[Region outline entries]

+ + + +

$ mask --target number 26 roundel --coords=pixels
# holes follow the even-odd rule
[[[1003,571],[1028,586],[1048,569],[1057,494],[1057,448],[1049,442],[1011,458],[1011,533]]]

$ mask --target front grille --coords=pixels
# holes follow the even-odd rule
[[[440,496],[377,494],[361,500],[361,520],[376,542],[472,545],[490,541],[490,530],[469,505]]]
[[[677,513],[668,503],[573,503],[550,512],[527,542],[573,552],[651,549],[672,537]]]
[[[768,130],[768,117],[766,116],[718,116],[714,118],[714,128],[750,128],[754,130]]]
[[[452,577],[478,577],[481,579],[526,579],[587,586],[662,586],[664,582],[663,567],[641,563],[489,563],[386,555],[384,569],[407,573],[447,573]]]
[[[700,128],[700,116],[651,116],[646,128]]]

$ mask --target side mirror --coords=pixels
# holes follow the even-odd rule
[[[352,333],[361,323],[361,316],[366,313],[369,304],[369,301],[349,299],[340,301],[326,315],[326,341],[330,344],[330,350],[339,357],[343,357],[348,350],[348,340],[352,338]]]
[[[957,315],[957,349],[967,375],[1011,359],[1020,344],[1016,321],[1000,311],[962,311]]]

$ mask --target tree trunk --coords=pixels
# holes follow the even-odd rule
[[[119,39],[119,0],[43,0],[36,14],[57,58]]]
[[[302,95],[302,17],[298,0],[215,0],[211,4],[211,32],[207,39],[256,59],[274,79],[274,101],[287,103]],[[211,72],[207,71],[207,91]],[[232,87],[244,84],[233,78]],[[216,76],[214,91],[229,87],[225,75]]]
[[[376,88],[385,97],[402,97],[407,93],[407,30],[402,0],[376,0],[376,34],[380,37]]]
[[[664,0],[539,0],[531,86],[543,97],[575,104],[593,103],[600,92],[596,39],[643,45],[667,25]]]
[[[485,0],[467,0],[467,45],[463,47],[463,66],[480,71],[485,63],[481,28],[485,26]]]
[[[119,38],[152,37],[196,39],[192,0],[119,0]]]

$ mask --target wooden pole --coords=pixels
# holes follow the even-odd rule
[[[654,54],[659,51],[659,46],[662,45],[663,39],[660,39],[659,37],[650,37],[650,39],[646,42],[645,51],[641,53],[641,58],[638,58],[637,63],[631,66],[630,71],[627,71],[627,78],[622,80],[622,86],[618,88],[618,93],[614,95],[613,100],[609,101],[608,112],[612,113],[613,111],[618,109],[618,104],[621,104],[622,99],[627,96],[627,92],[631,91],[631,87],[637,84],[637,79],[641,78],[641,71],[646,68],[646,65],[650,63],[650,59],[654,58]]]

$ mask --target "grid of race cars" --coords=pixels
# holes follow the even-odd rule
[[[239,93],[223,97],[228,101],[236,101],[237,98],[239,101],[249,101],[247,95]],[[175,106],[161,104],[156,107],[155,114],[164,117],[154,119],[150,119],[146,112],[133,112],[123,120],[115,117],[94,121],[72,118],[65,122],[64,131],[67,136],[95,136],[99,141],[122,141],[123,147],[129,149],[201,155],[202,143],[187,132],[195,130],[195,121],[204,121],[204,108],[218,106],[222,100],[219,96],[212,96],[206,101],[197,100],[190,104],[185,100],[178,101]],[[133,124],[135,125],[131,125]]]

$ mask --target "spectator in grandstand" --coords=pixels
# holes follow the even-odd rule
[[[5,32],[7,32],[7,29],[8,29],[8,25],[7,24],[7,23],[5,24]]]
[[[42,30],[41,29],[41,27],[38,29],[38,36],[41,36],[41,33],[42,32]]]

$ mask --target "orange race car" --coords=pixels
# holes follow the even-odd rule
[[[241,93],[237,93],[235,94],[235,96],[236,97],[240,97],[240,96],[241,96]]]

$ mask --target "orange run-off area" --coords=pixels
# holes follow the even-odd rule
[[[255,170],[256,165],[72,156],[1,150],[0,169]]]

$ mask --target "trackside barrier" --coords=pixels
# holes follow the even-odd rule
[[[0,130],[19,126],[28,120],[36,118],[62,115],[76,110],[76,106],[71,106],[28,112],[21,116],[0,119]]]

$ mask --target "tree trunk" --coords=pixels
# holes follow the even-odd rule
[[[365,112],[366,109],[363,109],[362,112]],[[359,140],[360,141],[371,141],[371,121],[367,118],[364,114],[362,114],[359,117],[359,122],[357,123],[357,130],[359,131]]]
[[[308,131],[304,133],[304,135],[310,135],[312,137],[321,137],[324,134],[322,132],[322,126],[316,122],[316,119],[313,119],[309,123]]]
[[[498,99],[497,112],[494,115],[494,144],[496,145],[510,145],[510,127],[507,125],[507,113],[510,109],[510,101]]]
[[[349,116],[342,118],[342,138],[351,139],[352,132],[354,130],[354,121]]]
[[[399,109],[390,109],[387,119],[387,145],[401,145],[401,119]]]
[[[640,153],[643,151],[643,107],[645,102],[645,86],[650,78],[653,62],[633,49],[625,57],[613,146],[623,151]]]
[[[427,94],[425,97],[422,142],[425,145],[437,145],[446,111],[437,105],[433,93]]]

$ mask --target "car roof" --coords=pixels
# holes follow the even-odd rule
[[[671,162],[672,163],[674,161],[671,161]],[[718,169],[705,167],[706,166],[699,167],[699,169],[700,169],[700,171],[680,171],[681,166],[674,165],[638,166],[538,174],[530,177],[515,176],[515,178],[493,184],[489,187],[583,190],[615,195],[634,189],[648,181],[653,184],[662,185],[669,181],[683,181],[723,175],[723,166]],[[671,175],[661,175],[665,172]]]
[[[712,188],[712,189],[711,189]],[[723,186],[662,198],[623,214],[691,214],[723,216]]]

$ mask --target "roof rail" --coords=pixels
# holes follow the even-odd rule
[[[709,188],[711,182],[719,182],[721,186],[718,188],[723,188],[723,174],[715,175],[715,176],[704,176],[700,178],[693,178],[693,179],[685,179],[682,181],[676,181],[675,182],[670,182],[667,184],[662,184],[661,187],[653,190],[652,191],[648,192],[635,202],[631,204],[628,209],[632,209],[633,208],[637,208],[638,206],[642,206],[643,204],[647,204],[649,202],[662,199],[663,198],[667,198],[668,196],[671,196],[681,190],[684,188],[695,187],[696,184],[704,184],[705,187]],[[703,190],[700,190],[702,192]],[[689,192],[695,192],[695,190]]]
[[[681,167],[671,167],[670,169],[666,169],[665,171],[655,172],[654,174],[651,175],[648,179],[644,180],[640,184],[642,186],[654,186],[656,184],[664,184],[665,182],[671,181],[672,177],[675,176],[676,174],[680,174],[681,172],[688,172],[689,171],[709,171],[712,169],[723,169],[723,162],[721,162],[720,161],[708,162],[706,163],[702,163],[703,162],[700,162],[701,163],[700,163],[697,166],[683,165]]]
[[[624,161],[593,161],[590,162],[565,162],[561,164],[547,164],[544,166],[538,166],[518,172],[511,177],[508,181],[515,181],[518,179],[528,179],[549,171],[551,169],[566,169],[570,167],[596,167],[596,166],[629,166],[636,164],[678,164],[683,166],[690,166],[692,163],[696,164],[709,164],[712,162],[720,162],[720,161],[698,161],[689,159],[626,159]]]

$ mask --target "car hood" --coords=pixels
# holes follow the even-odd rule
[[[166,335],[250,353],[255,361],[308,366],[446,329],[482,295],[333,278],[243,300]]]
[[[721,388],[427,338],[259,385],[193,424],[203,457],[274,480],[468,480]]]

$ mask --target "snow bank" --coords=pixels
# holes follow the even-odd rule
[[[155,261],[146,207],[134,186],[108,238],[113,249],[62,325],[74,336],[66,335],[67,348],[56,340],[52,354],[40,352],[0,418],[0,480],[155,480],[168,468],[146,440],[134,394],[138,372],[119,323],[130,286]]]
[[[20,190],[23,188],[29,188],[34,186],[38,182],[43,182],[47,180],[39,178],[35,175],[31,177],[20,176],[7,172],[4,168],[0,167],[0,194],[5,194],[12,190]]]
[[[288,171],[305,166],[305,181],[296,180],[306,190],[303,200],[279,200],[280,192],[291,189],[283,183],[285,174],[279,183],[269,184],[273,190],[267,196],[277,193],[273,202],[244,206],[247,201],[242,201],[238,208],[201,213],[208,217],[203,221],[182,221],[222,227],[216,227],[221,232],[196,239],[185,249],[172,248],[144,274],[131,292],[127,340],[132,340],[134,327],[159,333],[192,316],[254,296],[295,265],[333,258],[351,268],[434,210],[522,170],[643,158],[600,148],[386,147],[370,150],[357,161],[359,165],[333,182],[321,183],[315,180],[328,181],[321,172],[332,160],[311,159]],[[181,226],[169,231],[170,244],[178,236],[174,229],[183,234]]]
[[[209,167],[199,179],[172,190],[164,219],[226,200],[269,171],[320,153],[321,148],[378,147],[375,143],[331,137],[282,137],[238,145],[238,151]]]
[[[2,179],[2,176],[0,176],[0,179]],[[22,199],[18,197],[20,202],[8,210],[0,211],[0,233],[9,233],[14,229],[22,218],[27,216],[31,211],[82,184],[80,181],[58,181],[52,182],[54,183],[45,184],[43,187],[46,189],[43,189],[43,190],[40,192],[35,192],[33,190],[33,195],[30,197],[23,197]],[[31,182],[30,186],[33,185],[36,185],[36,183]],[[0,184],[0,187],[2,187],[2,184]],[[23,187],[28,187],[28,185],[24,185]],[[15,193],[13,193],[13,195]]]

+ + + +

In the material, take the stretch from the line containing "front grille --coords=pixels" through the line containing "[[[700,128],[700,116],[651,116],[646,128]]]" and switch "even-odd" to "nonzero". Return only those lines, with nothing else changed.

Task answer:
$ mask --target front grille --coords=pixels
# holes follow the nonzero rule
[[[440,496],[377,494],[361,500],[361,520],[376,542],[472,545],[490,541],[490,530],[469,505]]]
[[[677,513],[668,503],[573,503],[550,512],[527,542],[573,552],[651,549],[672,537]]]
[[[768,130],[768,117],[766,116],[718,116],[714,118],[714,128],[750,128],[754,130]]]
[[[452,577],[478,577],[481,579],[526,579],[587,586],[662,586],[664,582],[663,567],[641,563],[489,563],[386,555],[384,569],[407,573],[447,573]]]
[[[700,128],[700,116],[651,116],[646,128]]]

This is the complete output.